▽

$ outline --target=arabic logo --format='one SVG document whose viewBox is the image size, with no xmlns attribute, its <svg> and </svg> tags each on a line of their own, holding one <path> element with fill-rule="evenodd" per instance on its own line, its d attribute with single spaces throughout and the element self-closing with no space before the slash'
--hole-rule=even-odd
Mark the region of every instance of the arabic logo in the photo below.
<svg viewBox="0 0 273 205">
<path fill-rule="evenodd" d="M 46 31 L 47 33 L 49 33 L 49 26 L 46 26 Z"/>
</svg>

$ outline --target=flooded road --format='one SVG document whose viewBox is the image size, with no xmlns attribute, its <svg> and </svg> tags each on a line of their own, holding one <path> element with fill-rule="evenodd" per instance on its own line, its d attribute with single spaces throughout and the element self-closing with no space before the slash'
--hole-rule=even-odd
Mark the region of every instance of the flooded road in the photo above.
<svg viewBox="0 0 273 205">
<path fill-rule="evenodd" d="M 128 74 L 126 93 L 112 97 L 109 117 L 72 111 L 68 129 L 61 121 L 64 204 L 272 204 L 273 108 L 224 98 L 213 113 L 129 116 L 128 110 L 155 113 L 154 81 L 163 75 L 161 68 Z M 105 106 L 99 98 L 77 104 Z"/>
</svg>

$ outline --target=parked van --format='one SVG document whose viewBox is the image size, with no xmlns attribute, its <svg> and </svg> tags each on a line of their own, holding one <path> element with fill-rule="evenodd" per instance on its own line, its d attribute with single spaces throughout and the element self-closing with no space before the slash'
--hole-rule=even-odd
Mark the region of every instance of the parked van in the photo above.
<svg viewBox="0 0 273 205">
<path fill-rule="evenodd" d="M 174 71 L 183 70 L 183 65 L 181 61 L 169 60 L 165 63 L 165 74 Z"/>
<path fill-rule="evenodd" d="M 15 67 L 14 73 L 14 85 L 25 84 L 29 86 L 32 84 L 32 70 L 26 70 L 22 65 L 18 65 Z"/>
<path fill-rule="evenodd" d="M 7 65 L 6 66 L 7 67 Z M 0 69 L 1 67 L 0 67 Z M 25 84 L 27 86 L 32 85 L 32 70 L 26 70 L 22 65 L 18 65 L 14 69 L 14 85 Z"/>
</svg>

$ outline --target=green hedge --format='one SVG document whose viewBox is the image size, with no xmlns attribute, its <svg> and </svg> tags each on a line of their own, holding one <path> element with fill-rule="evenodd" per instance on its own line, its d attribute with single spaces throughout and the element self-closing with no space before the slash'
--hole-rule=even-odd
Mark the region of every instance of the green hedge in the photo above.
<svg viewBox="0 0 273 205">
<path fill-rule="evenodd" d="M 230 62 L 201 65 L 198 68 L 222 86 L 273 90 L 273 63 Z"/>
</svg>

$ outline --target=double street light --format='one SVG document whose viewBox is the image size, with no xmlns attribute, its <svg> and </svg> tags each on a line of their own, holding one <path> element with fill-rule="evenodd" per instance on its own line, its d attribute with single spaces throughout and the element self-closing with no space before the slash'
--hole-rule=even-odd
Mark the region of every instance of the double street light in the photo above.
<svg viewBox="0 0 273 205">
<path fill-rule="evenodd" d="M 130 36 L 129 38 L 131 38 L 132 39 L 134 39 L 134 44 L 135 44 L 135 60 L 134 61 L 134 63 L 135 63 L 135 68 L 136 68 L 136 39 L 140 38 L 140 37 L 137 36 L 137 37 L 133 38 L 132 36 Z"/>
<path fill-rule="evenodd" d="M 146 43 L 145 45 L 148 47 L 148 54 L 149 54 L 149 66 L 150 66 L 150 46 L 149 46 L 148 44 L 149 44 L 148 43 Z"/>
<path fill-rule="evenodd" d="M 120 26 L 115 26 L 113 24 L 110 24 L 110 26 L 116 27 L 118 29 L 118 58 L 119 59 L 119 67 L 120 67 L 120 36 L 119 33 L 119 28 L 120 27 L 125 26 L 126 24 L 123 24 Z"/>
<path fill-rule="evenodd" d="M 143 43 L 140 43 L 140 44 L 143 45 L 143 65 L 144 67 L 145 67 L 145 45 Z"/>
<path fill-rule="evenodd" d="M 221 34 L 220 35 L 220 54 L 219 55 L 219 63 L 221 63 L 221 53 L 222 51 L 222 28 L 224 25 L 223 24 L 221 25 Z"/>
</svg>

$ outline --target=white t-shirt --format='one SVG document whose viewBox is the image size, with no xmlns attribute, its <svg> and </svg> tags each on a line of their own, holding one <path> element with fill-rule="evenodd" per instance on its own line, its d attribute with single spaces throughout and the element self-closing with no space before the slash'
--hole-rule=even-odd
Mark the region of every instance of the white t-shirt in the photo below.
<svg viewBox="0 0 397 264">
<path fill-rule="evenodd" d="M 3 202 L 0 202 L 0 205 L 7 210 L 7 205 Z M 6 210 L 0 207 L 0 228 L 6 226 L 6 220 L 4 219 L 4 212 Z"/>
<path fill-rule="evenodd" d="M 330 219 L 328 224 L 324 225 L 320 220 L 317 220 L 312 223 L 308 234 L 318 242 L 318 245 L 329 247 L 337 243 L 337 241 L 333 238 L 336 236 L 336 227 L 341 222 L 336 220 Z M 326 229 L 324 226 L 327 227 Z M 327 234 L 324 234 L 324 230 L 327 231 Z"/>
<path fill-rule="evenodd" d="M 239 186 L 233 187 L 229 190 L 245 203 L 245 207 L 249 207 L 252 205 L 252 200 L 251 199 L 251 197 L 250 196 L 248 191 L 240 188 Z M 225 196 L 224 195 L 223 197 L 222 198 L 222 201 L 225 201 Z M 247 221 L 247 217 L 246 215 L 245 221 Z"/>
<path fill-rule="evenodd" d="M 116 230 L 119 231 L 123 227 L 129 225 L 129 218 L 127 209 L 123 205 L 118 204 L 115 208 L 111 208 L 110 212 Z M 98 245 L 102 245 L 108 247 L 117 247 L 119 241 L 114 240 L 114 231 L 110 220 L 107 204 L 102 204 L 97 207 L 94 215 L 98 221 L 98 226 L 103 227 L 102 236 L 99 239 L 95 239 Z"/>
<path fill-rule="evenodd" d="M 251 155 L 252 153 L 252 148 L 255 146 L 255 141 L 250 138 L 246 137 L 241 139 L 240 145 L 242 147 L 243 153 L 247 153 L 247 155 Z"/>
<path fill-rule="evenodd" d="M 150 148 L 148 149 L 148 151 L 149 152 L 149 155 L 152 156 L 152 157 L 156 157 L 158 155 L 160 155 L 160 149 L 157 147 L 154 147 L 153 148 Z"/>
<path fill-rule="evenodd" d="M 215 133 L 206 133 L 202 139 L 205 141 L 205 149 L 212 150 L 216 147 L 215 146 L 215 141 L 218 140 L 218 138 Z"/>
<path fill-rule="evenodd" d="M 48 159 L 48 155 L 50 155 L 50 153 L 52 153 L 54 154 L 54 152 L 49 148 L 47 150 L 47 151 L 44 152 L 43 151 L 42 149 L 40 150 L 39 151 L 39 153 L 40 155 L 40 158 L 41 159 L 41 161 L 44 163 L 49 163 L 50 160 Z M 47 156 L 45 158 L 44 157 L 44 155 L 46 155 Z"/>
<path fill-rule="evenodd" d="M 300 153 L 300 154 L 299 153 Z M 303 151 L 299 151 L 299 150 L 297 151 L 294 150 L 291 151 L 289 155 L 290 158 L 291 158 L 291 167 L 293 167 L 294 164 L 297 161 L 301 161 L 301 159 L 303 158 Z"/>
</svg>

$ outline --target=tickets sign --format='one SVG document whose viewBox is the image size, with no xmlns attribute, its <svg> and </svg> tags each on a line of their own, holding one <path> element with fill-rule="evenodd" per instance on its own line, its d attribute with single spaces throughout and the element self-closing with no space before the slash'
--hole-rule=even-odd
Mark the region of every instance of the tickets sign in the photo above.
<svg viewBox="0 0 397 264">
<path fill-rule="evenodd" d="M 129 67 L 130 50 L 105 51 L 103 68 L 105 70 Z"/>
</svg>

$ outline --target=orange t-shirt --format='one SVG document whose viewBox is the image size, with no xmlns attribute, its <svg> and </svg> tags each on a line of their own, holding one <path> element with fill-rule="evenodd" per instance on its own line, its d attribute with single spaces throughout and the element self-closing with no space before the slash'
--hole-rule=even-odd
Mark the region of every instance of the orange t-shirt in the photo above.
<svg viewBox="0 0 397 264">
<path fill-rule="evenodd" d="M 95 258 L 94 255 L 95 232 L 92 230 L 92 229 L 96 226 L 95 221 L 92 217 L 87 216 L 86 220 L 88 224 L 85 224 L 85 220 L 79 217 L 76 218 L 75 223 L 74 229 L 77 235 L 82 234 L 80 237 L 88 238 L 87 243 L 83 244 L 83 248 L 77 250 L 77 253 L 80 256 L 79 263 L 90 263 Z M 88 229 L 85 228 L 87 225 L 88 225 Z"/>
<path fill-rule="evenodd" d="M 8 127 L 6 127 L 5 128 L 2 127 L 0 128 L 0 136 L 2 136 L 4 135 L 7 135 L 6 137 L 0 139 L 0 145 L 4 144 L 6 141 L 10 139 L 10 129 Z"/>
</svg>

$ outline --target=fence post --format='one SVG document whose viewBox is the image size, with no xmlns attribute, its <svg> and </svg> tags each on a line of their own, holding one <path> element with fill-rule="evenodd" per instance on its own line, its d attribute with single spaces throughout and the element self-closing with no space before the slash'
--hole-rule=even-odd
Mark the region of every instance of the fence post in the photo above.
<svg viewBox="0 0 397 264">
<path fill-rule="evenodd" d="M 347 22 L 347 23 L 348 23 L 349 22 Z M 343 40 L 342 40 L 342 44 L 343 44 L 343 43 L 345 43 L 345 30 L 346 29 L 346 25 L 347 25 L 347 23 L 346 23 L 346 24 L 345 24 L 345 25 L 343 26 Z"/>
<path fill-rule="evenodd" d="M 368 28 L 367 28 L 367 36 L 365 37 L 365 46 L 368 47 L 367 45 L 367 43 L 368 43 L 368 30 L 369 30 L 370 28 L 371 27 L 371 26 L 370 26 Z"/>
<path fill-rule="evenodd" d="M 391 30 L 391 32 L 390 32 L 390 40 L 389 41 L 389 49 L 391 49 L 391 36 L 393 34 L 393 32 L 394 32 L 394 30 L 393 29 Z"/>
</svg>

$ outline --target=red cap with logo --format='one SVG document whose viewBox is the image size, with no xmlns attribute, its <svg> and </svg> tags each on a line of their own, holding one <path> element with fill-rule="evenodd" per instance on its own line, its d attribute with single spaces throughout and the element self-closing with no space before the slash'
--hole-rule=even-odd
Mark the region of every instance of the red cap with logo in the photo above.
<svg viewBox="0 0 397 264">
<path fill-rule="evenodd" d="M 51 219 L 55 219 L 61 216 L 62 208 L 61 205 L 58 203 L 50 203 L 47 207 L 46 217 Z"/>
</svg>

△

Starting from the line containing "outline --target=red cap", repeat each line through the end of the entries, exactly.

$ outline --target=red cap with logo --format='one SVG document whose viewBox is the image size, with no xmlns attribute, its <svg> and </svg> tags each on a line of their own, holding one <path> element with fill-rule="evenodd" per instance on its own line, its d attribute with single spaces throughout and the element self-closing with no space before the slash'
--hole-rule=even-odd
Mark the region of every instance of the red cap with logo in the photo above.
<svg viewBox="0 0 397 264">
<path fill-rule="evenodd" d="M 51 219 L 55 219 L 61 216 L 62 208 L 61 205 L 58 203 L 50 203 L 47 207 L 46 217 Z"/>
</svg>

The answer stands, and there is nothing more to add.